*THE REQUEST:*
Give the items from the line that contains "Target: chickpea" down to the line that contains "column 401, row 762", both lines included, as a two-column CSV with the headers text and answer. Each item gets one row, each field goes in double quotes with line breaks replaced by spaces, and no other items are included.

§

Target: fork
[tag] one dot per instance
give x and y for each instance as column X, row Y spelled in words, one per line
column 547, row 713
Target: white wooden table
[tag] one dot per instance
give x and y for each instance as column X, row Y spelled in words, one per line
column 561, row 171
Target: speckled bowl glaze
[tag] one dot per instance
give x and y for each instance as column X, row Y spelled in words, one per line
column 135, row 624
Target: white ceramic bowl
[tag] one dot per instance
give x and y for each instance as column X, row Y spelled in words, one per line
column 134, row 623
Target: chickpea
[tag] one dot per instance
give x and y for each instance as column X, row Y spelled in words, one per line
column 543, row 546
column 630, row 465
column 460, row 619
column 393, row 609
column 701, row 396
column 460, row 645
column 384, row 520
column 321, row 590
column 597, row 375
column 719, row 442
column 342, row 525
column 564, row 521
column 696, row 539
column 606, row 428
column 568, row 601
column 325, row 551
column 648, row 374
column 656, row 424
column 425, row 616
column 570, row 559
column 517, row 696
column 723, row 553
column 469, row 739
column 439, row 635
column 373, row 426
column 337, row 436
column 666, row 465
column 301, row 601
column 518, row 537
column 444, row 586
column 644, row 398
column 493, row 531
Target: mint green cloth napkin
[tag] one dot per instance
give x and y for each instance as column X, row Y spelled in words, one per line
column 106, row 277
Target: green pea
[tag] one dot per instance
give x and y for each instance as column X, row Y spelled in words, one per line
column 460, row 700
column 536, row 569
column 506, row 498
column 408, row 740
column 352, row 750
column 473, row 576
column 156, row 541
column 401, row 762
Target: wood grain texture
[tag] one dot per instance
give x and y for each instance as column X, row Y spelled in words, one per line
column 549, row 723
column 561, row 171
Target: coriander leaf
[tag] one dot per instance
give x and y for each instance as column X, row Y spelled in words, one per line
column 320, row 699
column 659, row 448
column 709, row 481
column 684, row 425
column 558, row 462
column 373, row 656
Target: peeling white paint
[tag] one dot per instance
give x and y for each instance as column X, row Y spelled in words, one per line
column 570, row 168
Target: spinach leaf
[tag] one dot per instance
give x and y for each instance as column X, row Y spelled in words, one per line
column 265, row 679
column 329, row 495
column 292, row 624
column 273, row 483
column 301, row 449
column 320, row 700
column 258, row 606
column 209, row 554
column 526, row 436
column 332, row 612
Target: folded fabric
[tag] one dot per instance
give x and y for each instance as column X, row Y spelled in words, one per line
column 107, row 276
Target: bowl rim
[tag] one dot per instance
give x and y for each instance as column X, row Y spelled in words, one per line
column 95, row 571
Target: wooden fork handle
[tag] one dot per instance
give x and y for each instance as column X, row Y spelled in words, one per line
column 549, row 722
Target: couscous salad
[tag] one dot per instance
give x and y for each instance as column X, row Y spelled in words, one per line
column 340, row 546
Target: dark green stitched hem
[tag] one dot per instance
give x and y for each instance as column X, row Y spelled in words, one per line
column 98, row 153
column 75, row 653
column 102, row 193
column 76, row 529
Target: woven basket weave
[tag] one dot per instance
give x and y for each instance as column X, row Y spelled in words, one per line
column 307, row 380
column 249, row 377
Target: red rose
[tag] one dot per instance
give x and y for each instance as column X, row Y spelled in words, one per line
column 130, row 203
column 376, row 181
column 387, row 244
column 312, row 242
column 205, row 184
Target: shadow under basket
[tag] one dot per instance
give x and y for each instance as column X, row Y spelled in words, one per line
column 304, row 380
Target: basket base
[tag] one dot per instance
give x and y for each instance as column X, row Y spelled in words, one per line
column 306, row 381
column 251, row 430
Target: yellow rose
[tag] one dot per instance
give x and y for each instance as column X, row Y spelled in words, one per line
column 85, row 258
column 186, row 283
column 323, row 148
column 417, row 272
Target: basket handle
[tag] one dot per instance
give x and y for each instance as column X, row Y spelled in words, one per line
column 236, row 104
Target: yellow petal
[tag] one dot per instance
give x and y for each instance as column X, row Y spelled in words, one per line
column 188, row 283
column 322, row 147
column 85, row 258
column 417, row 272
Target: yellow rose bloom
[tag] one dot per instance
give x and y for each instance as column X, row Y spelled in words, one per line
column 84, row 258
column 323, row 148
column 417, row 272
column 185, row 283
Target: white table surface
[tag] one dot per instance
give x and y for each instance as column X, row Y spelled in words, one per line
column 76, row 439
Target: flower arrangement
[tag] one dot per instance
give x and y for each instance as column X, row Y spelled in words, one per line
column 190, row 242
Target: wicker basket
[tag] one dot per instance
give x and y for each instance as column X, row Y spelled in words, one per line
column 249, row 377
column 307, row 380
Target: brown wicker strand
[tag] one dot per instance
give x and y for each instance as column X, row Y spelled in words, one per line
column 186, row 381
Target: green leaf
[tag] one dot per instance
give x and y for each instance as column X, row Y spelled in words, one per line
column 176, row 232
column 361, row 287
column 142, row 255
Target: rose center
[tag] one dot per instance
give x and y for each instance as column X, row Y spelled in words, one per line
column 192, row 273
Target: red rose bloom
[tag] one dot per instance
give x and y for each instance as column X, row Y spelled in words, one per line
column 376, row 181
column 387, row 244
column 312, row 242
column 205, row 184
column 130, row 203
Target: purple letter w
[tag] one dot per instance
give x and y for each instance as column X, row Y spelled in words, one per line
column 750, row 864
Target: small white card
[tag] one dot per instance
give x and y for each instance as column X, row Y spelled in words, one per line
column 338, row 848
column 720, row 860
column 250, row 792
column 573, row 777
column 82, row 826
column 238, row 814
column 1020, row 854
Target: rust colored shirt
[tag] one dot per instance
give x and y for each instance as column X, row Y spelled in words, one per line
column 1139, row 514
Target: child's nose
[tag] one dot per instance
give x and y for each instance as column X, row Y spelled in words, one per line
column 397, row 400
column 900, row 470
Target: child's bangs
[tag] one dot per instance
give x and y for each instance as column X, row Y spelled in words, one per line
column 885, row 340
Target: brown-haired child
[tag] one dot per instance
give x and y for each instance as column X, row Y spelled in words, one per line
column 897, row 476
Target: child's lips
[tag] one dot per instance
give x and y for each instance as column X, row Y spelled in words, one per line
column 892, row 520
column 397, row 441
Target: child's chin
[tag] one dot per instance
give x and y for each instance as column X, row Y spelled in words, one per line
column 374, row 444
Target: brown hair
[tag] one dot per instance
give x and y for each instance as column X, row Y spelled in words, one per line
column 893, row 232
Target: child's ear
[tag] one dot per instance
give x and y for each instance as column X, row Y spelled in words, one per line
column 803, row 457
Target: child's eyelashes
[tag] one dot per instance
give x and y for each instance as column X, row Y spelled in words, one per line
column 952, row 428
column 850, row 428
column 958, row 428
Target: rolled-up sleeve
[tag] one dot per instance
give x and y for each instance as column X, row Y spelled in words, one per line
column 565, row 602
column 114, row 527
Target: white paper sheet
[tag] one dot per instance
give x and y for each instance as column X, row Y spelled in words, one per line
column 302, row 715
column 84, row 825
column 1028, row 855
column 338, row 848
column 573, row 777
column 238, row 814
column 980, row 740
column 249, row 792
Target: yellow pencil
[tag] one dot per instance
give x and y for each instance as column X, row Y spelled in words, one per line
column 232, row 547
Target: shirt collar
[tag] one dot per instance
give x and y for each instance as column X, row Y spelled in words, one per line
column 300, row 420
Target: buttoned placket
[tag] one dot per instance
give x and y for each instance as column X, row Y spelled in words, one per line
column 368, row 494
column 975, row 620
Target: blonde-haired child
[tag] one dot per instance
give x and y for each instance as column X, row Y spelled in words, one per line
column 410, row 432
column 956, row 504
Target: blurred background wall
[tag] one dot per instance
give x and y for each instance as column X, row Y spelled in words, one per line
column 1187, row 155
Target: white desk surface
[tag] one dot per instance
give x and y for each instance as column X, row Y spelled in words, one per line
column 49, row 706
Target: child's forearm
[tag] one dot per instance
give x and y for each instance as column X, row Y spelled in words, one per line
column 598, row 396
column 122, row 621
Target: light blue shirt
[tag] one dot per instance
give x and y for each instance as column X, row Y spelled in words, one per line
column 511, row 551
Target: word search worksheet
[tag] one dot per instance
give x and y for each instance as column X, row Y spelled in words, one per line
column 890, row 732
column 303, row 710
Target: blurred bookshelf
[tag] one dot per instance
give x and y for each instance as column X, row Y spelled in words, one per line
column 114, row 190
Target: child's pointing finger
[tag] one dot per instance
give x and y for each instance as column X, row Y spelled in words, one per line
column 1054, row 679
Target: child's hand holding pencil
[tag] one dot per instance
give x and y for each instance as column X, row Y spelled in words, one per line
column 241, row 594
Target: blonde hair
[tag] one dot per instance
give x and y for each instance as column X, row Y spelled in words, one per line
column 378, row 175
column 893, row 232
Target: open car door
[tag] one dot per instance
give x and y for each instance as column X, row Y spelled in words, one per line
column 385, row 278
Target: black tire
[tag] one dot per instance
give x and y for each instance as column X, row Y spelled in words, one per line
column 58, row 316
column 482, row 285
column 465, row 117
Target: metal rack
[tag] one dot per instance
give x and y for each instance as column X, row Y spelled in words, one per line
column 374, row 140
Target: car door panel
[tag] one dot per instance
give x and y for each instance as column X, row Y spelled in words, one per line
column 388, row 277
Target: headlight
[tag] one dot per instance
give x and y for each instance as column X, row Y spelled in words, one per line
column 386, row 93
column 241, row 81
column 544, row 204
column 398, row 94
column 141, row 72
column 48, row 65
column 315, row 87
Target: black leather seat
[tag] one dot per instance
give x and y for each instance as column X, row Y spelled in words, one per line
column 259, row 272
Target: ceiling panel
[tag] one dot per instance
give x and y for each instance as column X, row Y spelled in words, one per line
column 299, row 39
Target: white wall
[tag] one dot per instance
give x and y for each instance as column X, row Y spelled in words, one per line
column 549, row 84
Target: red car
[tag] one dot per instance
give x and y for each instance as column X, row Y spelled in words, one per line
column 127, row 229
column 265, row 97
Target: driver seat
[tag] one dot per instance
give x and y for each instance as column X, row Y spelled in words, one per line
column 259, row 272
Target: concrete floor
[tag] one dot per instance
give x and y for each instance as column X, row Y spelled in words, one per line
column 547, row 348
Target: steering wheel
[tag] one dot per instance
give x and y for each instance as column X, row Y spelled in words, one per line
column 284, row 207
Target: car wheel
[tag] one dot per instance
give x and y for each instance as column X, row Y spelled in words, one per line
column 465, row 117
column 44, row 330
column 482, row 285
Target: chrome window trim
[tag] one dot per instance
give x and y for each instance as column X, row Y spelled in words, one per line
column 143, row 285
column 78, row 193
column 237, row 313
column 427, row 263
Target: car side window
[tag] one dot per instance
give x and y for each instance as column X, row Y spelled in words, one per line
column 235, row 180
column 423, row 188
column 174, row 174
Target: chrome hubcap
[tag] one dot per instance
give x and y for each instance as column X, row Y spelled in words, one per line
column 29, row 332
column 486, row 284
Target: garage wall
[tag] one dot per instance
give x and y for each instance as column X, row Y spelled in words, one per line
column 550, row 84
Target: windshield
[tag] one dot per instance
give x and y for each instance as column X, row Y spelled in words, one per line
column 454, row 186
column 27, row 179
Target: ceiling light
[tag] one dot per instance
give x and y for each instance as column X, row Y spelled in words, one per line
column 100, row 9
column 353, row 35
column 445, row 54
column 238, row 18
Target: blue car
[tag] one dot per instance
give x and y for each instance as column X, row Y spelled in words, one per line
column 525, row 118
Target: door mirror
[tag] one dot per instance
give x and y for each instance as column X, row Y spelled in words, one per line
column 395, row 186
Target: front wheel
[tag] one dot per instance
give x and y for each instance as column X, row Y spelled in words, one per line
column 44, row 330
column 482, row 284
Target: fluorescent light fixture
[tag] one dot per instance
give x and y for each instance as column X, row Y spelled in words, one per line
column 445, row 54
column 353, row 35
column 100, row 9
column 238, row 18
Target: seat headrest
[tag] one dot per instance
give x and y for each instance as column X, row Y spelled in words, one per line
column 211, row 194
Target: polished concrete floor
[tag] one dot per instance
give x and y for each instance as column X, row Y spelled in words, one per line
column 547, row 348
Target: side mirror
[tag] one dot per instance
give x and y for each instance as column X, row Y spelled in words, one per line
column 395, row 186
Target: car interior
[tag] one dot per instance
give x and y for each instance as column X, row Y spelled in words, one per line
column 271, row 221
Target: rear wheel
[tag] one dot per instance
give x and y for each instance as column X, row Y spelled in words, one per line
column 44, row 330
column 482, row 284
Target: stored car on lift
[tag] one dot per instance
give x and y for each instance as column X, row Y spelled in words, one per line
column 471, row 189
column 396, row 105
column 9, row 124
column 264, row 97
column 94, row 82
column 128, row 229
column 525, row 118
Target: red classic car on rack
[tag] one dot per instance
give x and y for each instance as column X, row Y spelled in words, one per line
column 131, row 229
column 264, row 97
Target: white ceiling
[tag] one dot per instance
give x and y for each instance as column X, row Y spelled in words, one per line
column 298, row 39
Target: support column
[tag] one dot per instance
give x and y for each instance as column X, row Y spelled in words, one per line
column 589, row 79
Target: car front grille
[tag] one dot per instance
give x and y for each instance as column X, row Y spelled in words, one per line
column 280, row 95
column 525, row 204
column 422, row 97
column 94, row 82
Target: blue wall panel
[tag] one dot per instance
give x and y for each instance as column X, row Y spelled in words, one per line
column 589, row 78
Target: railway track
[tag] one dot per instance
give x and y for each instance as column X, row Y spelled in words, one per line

§

*THE REPLY:*
text,answer
"Target: chickpea [tag] one dot per instance give x and y for each instance as column X, row Y spelled in words, one per line","column 543, row 546 column 630, row 465 column 460, row 619 column 393, row 609 column 701, row 396 column 460, row 645 column 384, row 520 column 321, row 590 column 597, row 375 column 719, row 442 column 342, row 525 column 564, row 521 column 696, row 539 column 606, row 428 column 568, row 601 column 325, row 551 column 648, row 374 column 656, row 424 column 425, row 616 column 570, row 559 column 517, row 696 column 723, row 553 column 469, row 739 column 439, row 635 column 373, row 426 column 337, row 436 column 666, row 465 column 301, row 601 column 518, row 537 column 444, row 586 column 644, row 398 column 493, row 531"
"Target: mint green cloth napkin [tag] one dot per instance give x and y for each instance as column X, row Y spelled in words, one per line","column 106, row 277"
"Target: green pea [tag] one dot per instance give x and y for each instance as column X, row Y spelled in words, one per line","column 460, row 700 column 536, row 569 column 506, row 498 column 408, row 740 column 352, row 750 column 473, row 576 column 156, row 541 column 401, row 762"